- _What the task asks_:
Take the lines from the beginning of the material through the line containing "target | person roller skiing" and retype them exactly, leaving the pictures out.

_ _ _ _ _ _ _

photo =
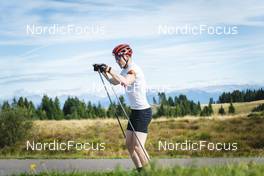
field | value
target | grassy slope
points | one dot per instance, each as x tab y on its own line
247	132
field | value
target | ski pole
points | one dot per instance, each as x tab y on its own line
112	103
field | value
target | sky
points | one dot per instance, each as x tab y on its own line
55	63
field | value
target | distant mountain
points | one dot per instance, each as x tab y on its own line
196	94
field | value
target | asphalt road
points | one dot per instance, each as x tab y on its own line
14	166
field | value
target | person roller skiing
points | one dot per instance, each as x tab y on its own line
133	80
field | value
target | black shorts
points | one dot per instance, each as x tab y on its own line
140	120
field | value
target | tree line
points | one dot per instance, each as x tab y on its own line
241	96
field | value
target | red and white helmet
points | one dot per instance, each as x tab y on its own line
122	49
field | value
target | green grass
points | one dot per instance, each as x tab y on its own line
242	169
241	108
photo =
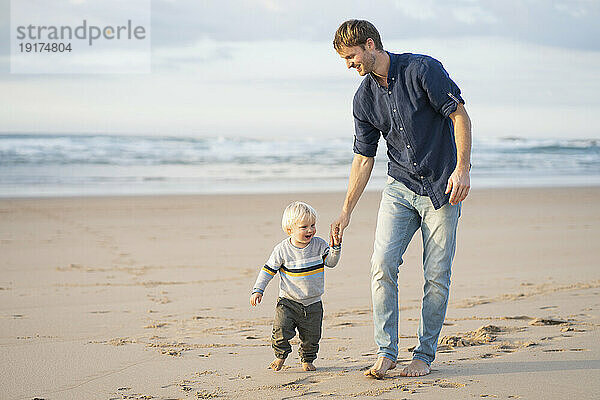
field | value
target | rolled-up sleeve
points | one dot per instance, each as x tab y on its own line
366	135
444	94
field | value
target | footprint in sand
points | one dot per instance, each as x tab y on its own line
547	321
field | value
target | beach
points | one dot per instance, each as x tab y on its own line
148	298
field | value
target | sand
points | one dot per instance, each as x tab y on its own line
147	298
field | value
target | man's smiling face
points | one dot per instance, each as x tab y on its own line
356	57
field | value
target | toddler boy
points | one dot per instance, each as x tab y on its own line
300	259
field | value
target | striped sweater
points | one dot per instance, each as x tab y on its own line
302	271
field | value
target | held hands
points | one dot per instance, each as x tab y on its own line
336	229
255	299
458	186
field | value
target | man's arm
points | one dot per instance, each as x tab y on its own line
359	176
459	182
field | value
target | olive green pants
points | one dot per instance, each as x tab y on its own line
291	315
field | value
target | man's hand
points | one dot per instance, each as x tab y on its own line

_ _ _ _ _ _ _

- _Written answer_:
photo =
field | value
target | grassy slope
points | one dot per instance, each as x tab y on its own line
247	132
field | value
target | ski pole
points | one dot per instance, each as x tab y on its own line
112	103
field | value
target | sky
points | one dot per instance, each as x tab y on its own line
55	63
field | value
target | distant mountain
points | one dot per instance, each as x tab y on its own line
196	94
field | value
target | asphalt road
points | one dot per instance, each as x tab y on its own line
14	166
field | value
target | person roller skiing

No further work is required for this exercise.